Dataset records:
━━━━━━━━━━

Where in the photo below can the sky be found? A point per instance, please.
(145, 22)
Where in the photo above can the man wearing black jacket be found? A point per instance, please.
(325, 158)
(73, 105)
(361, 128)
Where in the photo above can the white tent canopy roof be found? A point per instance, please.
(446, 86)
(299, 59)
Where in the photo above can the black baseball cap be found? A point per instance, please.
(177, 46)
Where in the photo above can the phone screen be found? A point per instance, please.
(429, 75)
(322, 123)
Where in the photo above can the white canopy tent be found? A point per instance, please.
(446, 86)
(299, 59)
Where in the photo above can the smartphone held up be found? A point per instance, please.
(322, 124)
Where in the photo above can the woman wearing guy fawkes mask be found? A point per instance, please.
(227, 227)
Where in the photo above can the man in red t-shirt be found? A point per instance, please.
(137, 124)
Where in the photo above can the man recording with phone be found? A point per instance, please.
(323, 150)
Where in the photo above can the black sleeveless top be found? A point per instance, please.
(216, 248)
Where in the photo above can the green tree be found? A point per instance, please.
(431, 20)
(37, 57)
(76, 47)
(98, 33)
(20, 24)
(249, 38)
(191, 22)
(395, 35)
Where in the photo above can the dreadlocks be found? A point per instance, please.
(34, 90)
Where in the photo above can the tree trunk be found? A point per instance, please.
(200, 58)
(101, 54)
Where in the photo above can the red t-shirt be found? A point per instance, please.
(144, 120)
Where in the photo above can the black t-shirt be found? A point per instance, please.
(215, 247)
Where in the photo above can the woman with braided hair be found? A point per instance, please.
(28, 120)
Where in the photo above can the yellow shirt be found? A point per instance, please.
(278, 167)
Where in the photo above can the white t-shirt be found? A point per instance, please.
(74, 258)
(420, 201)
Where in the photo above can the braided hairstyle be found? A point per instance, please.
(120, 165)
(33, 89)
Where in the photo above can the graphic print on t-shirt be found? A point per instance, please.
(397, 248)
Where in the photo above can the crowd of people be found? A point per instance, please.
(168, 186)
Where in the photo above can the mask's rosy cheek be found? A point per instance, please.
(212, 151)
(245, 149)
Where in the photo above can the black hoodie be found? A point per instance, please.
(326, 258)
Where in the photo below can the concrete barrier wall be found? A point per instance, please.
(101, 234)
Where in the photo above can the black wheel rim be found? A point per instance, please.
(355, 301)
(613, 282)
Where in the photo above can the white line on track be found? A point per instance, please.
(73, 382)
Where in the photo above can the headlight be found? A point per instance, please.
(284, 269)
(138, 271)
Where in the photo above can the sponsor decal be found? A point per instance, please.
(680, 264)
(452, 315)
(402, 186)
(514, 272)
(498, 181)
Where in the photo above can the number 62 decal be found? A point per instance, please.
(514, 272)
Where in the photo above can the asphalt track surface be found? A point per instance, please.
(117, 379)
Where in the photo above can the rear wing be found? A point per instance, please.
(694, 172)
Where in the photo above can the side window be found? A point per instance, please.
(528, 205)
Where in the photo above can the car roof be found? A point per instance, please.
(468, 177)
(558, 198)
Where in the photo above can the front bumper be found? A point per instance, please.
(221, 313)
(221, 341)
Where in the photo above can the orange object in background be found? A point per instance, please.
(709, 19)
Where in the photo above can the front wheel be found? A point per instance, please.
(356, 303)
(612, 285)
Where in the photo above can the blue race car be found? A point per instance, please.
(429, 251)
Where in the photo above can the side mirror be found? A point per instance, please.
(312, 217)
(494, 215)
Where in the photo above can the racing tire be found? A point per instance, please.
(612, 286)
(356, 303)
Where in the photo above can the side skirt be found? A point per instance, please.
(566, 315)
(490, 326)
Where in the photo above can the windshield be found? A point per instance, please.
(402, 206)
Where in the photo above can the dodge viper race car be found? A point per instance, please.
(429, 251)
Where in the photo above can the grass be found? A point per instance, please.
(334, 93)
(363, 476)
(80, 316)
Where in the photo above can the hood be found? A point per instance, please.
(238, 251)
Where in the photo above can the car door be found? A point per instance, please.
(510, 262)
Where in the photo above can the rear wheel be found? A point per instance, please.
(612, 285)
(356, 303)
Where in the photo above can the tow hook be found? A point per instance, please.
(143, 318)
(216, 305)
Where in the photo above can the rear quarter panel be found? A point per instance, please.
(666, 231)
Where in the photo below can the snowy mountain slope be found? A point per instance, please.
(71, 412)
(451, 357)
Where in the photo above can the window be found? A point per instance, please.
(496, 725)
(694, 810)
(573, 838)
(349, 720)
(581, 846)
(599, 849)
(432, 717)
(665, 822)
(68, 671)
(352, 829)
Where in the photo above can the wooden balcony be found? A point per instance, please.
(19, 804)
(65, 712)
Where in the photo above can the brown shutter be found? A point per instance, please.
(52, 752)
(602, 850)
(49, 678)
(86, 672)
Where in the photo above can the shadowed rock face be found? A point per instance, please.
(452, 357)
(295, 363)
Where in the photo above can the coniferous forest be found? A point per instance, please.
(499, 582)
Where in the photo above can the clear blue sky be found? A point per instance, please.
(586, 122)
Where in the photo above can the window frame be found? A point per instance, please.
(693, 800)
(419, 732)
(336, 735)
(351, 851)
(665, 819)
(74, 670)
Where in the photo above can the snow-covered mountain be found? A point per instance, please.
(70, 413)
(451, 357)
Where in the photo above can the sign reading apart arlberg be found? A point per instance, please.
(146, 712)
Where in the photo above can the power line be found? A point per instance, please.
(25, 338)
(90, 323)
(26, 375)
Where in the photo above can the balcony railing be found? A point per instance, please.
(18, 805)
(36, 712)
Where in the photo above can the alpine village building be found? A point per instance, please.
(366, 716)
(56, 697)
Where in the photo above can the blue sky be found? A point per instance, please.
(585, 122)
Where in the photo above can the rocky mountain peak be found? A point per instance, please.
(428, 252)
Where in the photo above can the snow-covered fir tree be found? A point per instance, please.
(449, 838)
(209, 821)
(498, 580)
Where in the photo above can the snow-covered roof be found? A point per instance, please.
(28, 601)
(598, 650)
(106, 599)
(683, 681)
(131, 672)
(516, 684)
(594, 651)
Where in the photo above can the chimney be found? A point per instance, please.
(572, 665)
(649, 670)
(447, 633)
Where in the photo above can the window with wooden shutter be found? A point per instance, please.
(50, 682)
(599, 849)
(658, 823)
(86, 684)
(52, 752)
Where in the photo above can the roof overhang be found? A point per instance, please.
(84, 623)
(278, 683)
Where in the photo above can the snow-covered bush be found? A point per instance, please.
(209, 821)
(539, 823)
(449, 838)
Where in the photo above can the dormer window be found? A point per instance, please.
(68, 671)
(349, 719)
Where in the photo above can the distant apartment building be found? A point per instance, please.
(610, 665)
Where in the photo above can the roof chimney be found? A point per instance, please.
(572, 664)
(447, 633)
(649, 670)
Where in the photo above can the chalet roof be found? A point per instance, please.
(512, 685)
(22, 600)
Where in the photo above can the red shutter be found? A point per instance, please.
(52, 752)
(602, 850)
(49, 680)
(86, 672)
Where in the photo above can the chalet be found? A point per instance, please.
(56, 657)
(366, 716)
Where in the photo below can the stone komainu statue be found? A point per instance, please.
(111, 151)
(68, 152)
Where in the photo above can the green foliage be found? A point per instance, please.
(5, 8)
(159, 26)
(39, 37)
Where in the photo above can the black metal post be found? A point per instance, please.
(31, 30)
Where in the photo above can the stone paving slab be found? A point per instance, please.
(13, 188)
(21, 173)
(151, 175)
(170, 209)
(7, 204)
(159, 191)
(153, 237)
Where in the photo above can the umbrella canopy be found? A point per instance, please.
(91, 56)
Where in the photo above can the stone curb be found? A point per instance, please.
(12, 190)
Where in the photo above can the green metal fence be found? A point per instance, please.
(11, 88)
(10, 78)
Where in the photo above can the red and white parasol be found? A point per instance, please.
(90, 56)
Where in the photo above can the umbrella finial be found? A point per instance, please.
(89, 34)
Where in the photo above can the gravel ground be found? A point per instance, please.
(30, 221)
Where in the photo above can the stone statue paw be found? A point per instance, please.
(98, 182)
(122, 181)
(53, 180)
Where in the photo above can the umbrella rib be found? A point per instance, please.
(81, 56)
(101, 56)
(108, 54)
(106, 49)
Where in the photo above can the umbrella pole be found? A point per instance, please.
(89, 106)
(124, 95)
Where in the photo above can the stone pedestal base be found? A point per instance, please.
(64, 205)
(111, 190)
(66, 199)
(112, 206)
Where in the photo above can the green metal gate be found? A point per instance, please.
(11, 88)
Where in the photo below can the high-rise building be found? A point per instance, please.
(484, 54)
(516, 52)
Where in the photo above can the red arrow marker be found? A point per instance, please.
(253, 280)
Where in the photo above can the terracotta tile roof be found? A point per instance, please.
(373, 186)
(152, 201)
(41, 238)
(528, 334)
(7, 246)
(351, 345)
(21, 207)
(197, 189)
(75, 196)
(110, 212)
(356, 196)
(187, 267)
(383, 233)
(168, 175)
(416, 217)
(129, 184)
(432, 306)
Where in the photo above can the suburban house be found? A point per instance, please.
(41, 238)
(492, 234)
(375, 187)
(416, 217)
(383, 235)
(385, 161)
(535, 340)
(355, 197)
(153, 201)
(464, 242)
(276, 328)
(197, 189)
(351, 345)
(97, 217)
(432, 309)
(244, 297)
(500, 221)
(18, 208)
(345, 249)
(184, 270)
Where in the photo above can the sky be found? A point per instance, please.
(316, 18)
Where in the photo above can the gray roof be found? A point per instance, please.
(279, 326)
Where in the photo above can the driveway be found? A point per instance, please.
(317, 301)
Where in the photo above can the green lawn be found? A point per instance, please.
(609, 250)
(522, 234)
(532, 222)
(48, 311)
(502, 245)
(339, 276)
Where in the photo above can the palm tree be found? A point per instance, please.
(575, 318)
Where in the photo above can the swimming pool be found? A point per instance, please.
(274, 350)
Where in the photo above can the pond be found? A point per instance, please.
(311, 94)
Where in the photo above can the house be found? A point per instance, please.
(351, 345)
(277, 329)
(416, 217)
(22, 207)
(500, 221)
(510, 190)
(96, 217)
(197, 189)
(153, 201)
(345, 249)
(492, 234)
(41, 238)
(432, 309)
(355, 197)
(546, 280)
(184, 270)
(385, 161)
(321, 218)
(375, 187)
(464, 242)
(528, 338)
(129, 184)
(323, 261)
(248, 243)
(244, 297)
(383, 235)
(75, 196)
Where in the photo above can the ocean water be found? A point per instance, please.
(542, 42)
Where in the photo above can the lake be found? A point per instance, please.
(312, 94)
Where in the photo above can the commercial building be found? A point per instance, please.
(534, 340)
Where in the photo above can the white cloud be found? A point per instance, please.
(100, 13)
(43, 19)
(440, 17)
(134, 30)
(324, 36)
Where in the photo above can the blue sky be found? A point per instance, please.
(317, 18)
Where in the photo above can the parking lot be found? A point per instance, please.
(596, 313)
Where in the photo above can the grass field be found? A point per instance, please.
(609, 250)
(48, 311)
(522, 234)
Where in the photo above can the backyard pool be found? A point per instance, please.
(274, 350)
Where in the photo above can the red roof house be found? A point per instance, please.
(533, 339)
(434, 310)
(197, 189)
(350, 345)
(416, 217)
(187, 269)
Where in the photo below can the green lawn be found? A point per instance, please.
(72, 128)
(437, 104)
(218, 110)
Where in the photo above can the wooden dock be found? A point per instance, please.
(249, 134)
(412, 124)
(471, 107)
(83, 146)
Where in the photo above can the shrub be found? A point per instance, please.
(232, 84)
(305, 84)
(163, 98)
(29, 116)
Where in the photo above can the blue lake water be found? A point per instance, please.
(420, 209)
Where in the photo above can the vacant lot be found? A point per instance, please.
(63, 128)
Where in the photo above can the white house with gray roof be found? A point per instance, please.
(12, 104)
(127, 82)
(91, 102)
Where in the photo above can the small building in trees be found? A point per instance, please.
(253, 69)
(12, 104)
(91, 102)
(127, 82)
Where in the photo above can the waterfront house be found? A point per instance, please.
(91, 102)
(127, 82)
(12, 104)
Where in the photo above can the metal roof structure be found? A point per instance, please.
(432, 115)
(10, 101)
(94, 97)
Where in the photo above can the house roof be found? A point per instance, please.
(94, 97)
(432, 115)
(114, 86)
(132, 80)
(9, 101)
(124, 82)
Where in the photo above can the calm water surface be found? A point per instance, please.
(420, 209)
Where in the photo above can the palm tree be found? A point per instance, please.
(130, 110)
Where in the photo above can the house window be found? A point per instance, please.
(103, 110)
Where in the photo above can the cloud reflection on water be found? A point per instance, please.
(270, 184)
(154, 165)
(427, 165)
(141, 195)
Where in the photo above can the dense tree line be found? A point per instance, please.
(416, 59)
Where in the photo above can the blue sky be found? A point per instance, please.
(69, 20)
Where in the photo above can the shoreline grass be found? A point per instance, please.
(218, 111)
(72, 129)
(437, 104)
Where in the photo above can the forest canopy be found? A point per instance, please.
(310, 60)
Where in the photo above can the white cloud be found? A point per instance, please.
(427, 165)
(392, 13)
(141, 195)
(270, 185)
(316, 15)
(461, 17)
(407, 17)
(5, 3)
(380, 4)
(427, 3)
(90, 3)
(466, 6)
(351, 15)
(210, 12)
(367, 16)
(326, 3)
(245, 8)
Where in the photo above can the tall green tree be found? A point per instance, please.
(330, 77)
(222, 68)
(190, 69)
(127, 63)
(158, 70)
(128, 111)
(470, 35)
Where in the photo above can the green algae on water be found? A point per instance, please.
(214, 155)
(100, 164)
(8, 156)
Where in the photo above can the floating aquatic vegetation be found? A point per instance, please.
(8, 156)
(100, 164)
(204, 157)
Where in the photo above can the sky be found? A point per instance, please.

━━━━━━━━━━

Problem requirements:
Set down exactly, and only, the lines from the one containing "Where in the photo above can the shoreline" through the final line of the entries above.

Result for this exercise:
Where in the photo above can the shoreline grass be found? A point per instance, please.
(218, 111)
(72, 129)
(437, 104)
Where in the photo above can the forest canopy be found? A point per instance, please.
(310, 60)
Where in the photo above can the white cloud be found? A point per instance, please.
(427, 165)
(392, 13)
(141, 195)
(270, 185)
(316, 15)
(461, 17)
(407, 17)
(5, 3)
(380, 4)
(427, 3)
(90, 3)
(466, 6)
(351, 15)
(210, 12)
(367, 16)
(326, 3)
(245, 8)
Where in the photo above can the tall green tree be found? A point per instance, please.
(330, 77)
(222, 68)
(190, 69)
(127, 63)
(158, 70)
(128, 111)
(470, 35)
Where in the photo above can the green algae on water be found? A point per instance, please.
(214, 155)
(100, 164)
(8, 156)
Where in the photo above can the floating aquatic vegetation be found? A point per instance, please.
(8, 156)
(100, 164)
(204, 157)
Where in the photo above can the sky be found? A point per instance, please.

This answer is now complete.